- **Written request 1**:
Rewrite the listing starting at the line containing "If you could indicate the chocolate" and ending at the end of the listing, replacing "metal tray" with "baking sheet" and leaving everything else unchanged. Give only those lines.

A group of non-governmental organizations is calling on the U.N. Security Council to do more to protect children and prevent sexual violence in the war-torn Democratic Republic of Congo.

The umbrella group called "Watchlist on Children and Armed Conflict" released statistics in a report on the Congo to coincide with the end of a Security Council mission to the region.

Recently, the Central African conflict has been the focus of increased attention. Security Council members visited the Democratic Republic of Congo and French peacekeepers deployed in the town of Bunia in northeastern Ituri Province have exchanged fire with ethnic rebels for the first time.

But Watchlist's Anne Edgerton says more needs to be done to stop the violence that has claimed an estimated 3.3 million lives, predominantly women and children, since 1998.

"There has been attention and response, however, the gap remains," she said. "This remains the largest humanitarian crisis on the planet right now with the smallest amount of response. If, somehow, the response can be much more appropriate to the actual crisis it could be ended and it is not so large that it can not be done. Again, it is not all of Congo that is at war."

The 36-page report documents atrocities in the town of Kivus and, more recently, in Bunia where hundreds of civilians, both children and adults, were massacred. The report says sexual violence and disfigurement of women and girls are widespread.

Over 12 percent of Congolese children do not reach their first birthday, and an estimated 30,000 to 40,000 children have been recruited as soldiers, the report says.

Watchlist, which includes the New York-based Women's Commission for Refugees and Children, Norwegian Refugee Council and the international organization CARE, says, despite a series of resolutions on the issue, the Security Council must give higher priority to protecting children and holding the perpetrators of the crimes accountable.

Ms. Edgerton says the lightly armed U.N. Mission to the Congo, called MONUC, which was deployed before the French-led force was approved, should have been positioned where the violence was occurring, along Congo's eastern borders with Uganda, Rwanda and Burundi.

"This is where MONUC needs to be, not where it is placed right now on a cease-fire line that runs up the middle of the country, where a shot has not been fired for over two years," she said. "So the actual adequate placement of MONUC troops combined with a mandate to react to violent actions that put civilians in imminent danger would allow them to address some of this violence in a way that may stem combatants from killing them. Again, this is not combatants killing combatants, this is combatants going after civilians."

The approximately 1,400 armed French-led troops are scheduled to remain in Congo until September. At the same time, Watchlist activists say the Security Council should authorize the deployment of all 8,000 authorized MONUC forces and should provide the peacekeepers with the resources to confront violence against children.

- **Written request 2**:
From the report on children in the Congo conflict, copy the part starting at "The 36-page report" and ending at "the crimes accountable." word for word.

- **Location annotation dataset excerpts**:
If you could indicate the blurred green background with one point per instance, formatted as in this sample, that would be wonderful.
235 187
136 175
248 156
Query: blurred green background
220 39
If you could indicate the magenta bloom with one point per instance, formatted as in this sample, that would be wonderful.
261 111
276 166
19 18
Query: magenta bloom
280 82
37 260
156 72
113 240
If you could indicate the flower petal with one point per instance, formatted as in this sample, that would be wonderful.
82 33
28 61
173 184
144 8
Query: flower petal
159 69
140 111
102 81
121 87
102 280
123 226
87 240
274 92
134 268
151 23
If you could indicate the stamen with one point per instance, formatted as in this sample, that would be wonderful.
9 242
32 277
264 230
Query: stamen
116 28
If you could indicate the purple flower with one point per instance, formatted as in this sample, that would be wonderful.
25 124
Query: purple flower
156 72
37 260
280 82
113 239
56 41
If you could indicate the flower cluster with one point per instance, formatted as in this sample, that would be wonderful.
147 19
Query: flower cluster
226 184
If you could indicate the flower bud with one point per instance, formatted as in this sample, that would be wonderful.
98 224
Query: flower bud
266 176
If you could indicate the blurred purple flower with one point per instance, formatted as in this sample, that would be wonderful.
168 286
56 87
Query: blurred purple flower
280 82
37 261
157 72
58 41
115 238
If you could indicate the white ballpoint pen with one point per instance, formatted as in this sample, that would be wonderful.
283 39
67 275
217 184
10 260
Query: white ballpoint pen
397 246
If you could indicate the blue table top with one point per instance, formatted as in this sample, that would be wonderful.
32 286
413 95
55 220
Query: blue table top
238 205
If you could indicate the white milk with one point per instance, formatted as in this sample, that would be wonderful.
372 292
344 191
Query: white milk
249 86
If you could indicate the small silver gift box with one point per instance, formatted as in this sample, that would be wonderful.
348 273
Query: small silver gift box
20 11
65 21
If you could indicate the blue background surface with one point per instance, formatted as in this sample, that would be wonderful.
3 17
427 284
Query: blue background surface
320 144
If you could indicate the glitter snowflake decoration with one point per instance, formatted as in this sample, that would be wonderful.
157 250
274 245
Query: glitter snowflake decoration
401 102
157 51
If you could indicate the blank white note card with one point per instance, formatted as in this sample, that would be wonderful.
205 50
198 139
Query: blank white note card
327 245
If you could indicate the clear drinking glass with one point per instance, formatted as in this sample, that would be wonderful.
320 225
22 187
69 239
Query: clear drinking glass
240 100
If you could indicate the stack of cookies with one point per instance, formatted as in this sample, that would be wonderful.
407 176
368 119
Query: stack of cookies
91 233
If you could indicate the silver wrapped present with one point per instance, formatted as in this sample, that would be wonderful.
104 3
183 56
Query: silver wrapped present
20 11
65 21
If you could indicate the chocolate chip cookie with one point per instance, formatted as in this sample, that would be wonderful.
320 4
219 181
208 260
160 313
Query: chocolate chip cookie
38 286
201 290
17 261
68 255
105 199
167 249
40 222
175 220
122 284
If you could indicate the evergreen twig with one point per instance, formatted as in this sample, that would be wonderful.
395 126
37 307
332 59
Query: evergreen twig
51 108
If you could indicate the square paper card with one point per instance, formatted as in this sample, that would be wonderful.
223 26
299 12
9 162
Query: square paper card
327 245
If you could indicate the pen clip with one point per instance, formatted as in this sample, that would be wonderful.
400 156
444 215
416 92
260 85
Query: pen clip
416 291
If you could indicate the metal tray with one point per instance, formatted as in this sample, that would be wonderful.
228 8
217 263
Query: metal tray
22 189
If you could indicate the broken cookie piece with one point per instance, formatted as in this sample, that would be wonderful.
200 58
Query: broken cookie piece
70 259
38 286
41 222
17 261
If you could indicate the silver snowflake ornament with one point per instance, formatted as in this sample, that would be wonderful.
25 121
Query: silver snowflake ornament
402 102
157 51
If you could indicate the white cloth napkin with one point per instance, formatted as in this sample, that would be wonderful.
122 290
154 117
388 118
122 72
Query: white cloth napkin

- **Task output 1**:
If you could indicate the chocolate chip cookie with one point per instance, formatted as in this sample, that would be wonderful.
320 4
219 181
208 260
160 313
Query: chocolate chip cookie
38 286
201 290
17 261
68 255
105 199
167 249
40 222
175 220
122 284
If you could indicate the evergreen twig with one point per instance, formatted as in this sample, that would be wonderful.
395 126
37 307
332 59
Query: evergreen twig
51 108
If you could indicate the square paper card with one point per instance, formatted as in this sample, that would be wonderful.
223 26
299 12
9 162
Query: square paper card
327 245
If you could indicate the pen clip with one point per instance, formatted as in this sample, that would be wonderful.
400 156
444 215
416 92
260 85
Query: pen clip
416 291
If you could indicate the baking sheet with one point per instance, formatted as in this sample, that would be wonderful.
228 8
217 263
Query: baking sheet
22 189
If you could indicate the broken cookie piece with one point per instance, formatted as in this sample, that would be wonderful.
200 58
Query: broken cookie piece
70 259
38 286
41 222
17 261
If you could indicate the silver snowflake ornament with one point per instance, formatted as in this sample, that would be wonderful.
25 121
Query: silver snowflake ornament
402 102
157 51
If you could indicate the white cloth napkin with one point per instance, formatted as in this sample, that would be wonderful.
122 290
154 117
388 118
122 72
Query: white cloth napkin

- **Task output 2**:
The 36-page report documents atrocities in the town of Kivus and, more recently, in Bunia where hundreds of civilians, both children and adults, were massacred. The report says sexual violence and disfigurement of women and girls are widespread.

Over 12 percent of Congolese children do not reach their first birthday, and an estimated 30,000 to 40,000 children have been recruited as soldiers, the report says.

Watchlist, which includes the New York-based Women's Commission for Refugees and Children, Norwegian Refugee Council and the international organization CARE, says, despite a series of resolutions on the issue, the Security Council must give higher priority to protecting children and holding the perpetrators of the crimes accountable.